- [Zadanie A]: Zaktualizuj rekordy od wiersza zawierającego „Where can the canal water” aż do końca rekordów, łącznie z tym pierwszym wierszem. Zastąp w nich „paved road” wyrażeniem „asphalt road”, nie zmieniaj niczego innego i podaj wyłącznie te wiersze.

Kontynuując rozważania mające na celu upowszechnienie wiedzy o doświadczeniach krajów uznawanych za zamieszkałe przez społeczeństwa o wyższej kulturze zachowań w ruchu drogowym, przedstawiam poniżej omówienie tekstu, który przedstawił Andrew Budd na konferencji Velo-city 1999 zorganizowanej w Grazu i Mariborze pod hasłem "Rower przekracza granice".
Prezentuje ono post rutyzm - czyli stadium, które już w roku 1999 osiągnęło wiele lokalnych władz w Wielkiej Brytanii po minięciu fali entuzjazmu dla rozwoju ruchu rowerowego z wczesnych lat dziewięćdziesiątych. Polega ono na akceptacji faktu, że najbardziej odpowiednim sposobem planowania na rzecz poprawy warunków ruchu rowerowego jest przyjęcie całościowego, systemowego podejścia, a nie skupianie się na tworzeniu specjalnych, wydzielonych lub odpowiednio znakowanych dróg rowerowych tworzących początkowo zwykle dość niespójną i niejednorodną sieć.

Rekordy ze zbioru
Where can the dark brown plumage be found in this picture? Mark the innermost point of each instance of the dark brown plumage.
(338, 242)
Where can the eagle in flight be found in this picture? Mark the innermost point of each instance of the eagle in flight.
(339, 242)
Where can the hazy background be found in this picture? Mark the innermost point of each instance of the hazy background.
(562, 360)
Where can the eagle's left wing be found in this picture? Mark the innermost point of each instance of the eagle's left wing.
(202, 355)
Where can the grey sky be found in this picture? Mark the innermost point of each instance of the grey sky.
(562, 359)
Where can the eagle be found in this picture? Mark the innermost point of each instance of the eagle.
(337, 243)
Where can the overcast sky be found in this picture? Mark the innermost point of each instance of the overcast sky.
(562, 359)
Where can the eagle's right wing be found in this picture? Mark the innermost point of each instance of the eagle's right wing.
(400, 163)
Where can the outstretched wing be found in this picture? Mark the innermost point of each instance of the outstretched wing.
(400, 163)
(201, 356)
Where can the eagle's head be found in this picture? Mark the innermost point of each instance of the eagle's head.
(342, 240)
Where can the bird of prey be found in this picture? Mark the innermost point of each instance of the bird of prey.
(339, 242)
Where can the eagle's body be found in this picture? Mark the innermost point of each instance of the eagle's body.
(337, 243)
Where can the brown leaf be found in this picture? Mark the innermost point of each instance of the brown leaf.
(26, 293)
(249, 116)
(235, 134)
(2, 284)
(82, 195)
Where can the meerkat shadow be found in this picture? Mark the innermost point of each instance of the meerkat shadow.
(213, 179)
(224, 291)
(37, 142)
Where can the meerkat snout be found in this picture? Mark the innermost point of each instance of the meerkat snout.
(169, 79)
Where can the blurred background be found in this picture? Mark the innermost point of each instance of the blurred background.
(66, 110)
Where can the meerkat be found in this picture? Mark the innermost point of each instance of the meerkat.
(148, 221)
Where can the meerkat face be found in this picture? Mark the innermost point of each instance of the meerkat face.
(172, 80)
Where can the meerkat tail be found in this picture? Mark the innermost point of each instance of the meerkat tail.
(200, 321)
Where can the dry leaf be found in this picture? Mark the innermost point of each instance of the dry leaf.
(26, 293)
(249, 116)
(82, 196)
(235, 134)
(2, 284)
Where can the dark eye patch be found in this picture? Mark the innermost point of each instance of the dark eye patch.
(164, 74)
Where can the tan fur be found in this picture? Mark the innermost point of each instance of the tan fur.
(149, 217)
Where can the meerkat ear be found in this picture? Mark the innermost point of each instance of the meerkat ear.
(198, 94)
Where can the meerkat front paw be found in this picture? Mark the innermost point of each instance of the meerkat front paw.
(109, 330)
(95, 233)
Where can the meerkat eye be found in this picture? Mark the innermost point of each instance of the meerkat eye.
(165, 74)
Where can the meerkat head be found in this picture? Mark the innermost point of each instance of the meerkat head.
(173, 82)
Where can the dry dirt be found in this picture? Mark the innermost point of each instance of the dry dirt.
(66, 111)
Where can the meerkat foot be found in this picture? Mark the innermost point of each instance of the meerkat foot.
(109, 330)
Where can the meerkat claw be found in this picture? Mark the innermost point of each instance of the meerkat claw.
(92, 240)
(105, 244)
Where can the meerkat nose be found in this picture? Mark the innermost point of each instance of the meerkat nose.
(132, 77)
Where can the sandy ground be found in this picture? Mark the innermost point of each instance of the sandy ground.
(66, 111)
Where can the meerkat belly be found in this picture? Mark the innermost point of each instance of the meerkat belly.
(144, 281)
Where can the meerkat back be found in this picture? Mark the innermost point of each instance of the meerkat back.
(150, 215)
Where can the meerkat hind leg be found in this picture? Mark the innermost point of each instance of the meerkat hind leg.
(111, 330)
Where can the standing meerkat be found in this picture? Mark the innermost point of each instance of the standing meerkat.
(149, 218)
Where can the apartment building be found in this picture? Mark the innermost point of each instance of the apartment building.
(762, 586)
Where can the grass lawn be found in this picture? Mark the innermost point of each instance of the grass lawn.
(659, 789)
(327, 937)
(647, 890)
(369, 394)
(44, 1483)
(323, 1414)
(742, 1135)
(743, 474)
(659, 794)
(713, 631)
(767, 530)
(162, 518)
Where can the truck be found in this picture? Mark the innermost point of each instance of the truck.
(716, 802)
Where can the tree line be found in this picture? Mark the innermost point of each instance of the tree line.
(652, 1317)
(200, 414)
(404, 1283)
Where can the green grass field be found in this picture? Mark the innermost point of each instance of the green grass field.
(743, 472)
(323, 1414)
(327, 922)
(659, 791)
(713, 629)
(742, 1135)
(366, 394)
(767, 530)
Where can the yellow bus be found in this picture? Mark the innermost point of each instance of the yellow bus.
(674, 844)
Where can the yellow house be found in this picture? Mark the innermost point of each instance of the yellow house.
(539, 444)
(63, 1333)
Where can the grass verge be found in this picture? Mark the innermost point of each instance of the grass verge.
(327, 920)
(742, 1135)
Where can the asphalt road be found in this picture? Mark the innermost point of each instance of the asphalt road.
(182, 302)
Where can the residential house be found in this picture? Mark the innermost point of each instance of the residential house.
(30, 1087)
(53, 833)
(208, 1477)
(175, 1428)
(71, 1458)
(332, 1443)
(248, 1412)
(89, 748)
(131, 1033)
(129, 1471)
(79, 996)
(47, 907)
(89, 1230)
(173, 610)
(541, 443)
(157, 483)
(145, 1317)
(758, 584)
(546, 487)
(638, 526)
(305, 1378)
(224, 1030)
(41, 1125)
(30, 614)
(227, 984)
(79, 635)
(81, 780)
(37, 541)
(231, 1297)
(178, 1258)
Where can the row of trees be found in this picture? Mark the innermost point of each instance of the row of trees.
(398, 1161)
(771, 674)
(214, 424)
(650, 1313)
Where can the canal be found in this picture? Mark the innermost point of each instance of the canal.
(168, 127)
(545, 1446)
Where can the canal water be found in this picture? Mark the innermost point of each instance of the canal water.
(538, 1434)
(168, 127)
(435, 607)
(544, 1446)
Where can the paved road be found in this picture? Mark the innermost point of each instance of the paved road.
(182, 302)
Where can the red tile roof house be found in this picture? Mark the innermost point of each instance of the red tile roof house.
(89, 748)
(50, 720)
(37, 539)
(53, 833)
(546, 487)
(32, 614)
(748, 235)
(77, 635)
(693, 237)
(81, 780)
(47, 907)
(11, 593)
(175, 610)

- [Zadanie B]: Wymień wszystkie nazwy geograficzne miast i krajów, które występują w tekście o ruchu rowerowym.

- [Odpowiedź A]:
Where can the canal water be found in this picture? Mark the innermost point of each instance of the canal water.
(538, 1434)
(168, 127)
(435, 607)
(544, 1446)
Where can the asphalt road be found in this picture? Mark the innermost point of each instance of the asphalt road.
(182, 302)
Where can the red tile roof house be found in this picture? Mark the innermost point of each instance of the red tile roof house.
(89, 748)
(50, 720)
(37, 539)
(53, 833)
(546, 487)
(32, 614)
(748, 235)
(77, 635)
(693, 237)
(81, 780)
(47, 907)
(11, 593)
(175, 610)

- [Odpowiedź B]: Graz, Maribor, Wielka Brytania